## Travail demandé
**a)** Dans le récit de l'enseignement de Bhagavat, recopie le passage de « 11. Je connais » à « science du Bhâgavata. » en substituant « doctrine » à « science ».
**b)** Poursuis le récit de l'enseignement de Bhagavat à partir de sa dernière phrase.

## Texte présenté
-=-=-
11. Je connais ce que tu désires dans ton cœur, puisque j’y réside ; aussi je t’accorde ce que d’autres ont tant de peine à atteindre, ce que jadis, lorsque tu étais Vasu, tu désiras, avide de m’obtenir, pendant le sacrifice des Vasus et des Créateurs de l’univers.

12. Oui, sage vertueux, cette vie est pour toi la dernière de tes existences, puisque tu y as obtenu ma faveur, et que tu as été assez heureux pour me voir en secret avec une dévotion pure, au moment où je vais abandonner le monde des hommes.

13. Jadis, au commencement de la création, je révélai au Dieu Adja, qui était assis sur le lotus né de mon nombril, cette science suprême où se manifeste ma grandeur, cette science que les sages appellent la science du Bhâgavata.

14. Ainsi honoré par ces paroles, moi qui avais été trouvé digne de la faveur et du regard compatissant du suprême Purucha, je lui répondis, les mains jointes en signe de respect, versant des larmes, sentant mon corps frissonner de plaisir, et la voix tremblante :

15. Ô mon maître, lequel des quatre objets [recherchés par l’homme] pourrait être d’une acquisition difficile, même en ce monde, pour ceux qui adorent le lotus de tes pieds ? Ce n’est cependant rien de cela que je désire, ô Dieu multiple, avide que je suis d’adresser mon hommage à tes pieds semblables au lotus.

16. Les actions et la naissance d’un être inactif et incréé comme toi, ta retraite dans une forteresse, et ta fuite devant l’ennemi que tu redoutais, toi qui es Kala lui-même, cette demeure remplie de milliers de femmes pour toi qui trouves ton plaisir en toi-même, voilà ce qui tourmente l’esprit des sages.

17. Que toi. Seigneur, toi dont l’intelligence essentiellement parfaite agit incessamment sans se reposer jamais tu m’aies appelé, quand on récitait les Mantras, pour m’interroger avec attention, comme si tu étais un ignorant, c’est là, grand Dieu, ce qui jette mon esprit dans le trouble.

18. Daigne, ô mon maître, si tu me crois digne de cette faveur, daigne m’exposer exactement cette science suprême qui, révèle le mystère de ta nature, cette science que Bhagavat enseigna complètement à Brahmâ, pour que je puisse traverser ce monde de misères !

19. Quand je lui eus ainsi fait connaître mon désir, le suprême ; Bhagavat aux yeux de lotus m’enseigna son essence excellente :

20. Après avoir parcouru, sous la direction du Dieu dont on adore les pieds, devenu mon maître la route de la connaissance de l’Esprit suprême ; après avoir adoré ses pieds, et avoir tourné autour de lui [en le laissant à ma droite], je suis arrivé ici, l’âme troublée par cette séparation.
-=-=-
## Données fournies
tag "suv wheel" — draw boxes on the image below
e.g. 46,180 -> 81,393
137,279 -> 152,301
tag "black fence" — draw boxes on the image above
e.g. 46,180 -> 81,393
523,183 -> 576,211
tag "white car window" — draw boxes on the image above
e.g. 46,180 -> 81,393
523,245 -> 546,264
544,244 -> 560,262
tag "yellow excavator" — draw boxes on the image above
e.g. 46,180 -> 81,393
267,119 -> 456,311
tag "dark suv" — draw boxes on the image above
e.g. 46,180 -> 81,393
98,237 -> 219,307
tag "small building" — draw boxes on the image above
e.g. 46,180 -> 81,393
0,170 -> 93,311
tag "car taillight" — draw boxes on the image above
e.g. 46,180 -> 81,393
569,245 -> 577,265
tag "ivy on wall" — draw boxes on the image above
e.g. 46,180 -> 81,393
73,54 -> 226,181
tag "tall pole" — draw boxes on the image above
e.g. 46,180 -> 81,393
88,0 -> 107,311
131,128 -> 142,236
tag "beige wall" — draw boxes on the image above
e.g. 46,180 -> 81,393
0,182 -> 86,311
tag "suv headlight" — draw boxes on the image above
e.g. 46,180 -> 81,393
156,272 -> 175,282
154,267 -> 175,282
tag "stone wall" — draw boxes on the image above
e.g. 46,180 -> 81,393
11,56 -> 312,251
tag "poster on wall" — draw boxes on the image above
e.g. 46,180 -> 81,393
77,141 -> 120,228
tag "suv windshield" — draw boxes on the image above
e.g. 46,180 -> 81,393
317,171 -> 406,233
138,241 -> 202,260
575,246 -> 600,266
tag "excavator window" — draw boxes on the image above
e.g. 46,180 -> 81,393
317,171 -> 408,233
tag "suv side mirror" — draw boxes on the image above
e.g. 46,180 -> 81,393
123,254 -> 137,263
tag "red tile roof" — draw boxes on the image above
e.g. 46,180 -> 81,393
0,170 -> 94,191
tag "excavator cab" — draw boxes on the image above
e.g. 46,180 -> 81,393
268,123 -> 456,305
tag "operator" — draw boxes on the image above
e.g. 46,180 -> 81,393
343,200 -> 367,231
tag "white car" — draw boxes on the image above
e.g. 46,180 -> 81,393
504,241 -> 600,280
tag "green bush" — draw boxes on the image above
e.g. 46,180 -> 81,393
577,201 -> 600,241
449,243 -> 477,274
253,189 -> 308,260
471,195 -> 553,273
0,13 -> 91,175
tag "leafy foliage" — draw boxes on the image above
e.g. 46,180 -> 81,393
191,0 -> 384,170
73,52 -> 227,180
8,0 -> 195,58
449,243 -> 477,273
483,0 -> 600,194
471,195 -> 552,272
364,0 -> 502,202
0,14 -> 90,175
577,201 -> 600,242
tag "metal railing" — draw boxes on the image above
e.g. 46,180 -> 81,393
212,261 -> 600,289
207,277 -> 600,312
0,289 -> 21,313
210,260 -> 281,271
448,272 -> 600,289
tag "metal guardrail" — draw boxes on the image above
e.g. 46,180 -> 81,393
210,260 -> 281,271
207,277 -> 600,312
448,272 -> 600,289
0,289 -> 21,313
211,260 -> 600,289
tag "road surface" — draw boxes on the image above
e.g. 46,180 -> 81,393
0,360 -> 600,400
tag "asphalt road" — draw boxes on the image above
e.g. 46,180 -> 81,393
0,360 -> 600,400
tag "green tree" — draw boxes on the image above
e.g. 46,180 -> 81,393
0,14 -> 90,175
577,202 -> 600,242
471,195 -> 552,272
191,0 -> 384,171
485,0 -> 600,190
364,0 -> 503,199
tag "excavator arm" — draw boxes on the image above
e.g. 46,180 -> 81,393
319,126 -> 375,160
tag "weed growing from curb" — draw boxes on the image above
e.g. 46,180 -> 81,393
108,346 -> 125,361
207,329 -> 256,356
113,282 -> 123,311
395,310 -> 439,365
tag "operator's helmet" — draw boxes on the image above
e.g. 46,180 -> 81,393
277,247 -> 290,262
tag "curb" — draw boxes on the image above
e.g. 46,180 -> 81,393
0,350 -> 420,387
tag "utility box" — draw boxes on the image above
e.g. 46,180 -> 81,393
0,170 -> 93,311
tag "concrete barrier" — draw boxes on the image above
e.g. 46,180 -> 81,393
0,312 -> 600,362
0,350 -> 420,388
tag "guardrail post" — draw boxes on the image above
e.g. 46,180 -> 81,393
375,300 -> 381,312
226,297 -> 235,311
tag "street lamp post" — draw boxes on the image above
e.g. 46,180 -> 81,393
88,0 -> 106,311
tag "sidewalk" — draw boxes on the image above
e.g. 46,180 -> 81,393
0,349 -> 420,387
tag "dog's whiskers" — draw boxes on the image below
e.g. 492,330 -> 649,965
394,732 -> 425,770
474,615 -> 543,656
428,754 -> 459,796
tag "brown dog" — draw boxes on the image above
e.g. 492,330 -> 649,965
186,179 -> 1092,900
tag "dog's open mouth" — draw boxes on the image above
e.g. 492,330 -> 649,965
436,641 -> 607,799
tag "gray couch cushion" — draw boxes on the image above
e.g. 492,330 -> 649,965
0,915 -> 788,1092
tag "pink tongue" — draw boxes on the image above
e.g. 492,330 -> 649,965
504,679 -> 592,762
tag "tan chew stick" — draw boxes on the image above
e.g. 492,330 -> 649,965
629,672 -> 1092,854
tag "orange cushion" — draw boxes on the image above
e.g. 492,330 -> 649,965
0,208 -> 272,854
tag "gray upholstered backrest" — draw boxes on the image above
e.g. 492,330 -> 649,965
-=-=-
## Résultats de l'exercice
**a)**
11. Je connais ce que tu désires dans ton cœur, puisque j’y réside ; aussi je t’accorde ce que d’autres ont tant de peine à atteindre, ce que jadis, lorsque tu étais Vasu, tu désiras, avide de m’obtenir, pendant le sacrifice des Vasus et des Créateurs de l’univers.

12. Oui, sage vertueux, cette vie est pour toi la dernière de tes existences, puisque tu y as obtenu ma faveur, et que tu as été assez heureux pour me voir en secret avec une dévotion pure, au moment où je vais abandonner le monde des hommes.

13. Jadis, au commencement de la création, je révélai au Dieu Adja, qui était assis sur le lotus né de mon nombril, cette doctrine suprême où se manifeste ma grandeur, cette doctrine que les sages appellent la doctrine du Bhâgavata.

**b)**
21. Pour moi, le cœur rempli à la fois et du plaisir de l’avoir vu et de la douleur de l’avoir quitté, je me rendrai au lieu de l’ermitage de Vadarî, qui lui est cher,

22. Cet ermitage où le divin Nârâyaṇa et le bienheureux Rǐchi Nara se livrèrent ensemble, pour le bien des mondes, à des austérités longues, pénibles et sans obstacles.

25. Çuka dit : Ayant appris de la bouche d’Uddhava la fin terrible de ses parents, le sage guerrier calma par la science la douleur que ce désastre lui causait.

26. Ce héros de la race de Kuru adressa ainsi la parole avec confiance au premier des serviteurs de Krǐchṇa, au plus grand des adorateurs de Bhagavat, à l’instant où il allait partir.

25. Daigne m’exposer cette science suprême qui révèle le mystère de la nature propre du souverain Seigneur, et qu’il t’a enseignée lui, le maître du Yoga ; car les serviteurs de Vichṇu n’ont plus rien à faire, quand ils se sont acquittés envers lui de leurs devoirs.

26. Uddhava dit : Celui auquel tu dois rendre hommage pour en obtenir la science, c’est le Rǐchi Kâuçârava qui fut, en ma présence, désigné [pour t’instruire] par Bhagavat lui-même, au moment où ce Dieu allait abandonner le monde des hommes.

27. Çuka dit : C’est ainsi qu’Âupagavi (Uddhava) noyant son profond chagrin dans le nectar de l’histoire du Dieu dont l’univers est la forme, avait vu s’écouler aussi vite qu’un instant la nuit qu’il avait passée avec Vidura sur les bords de la Yamunâ. Le sage, [après cet entretien,] quitta cet endroit.

28. Le roi dit : Une fois les Vrĭchṇis et les Bhôdjas détruits, comment se fait-il qu’Uddhava, le premier parmi les chefs de ceux qui savent conduire un char, leur ait survécu, puisque Hari lui-même, le Maître des trois qualités, avait abandonné sa forme mortelle ?

29. Çuka dit : Lorsque celui dont la volonté est infaillible eut détruit sa nombreuse race en la livrant à Kâla, déguisé sous l’apparence de la malédiction d’un Brâhmane, au moment d’abandonner son corps mortel, il se livra à ces réflexions :

30. Lorsque j’aurai quitté ce monde, Uddhava, qui est maintenant le premier des sages maîtres d’eux-mêmes, est sans contredit le plus digne de conserver la science dont je suis l’objet.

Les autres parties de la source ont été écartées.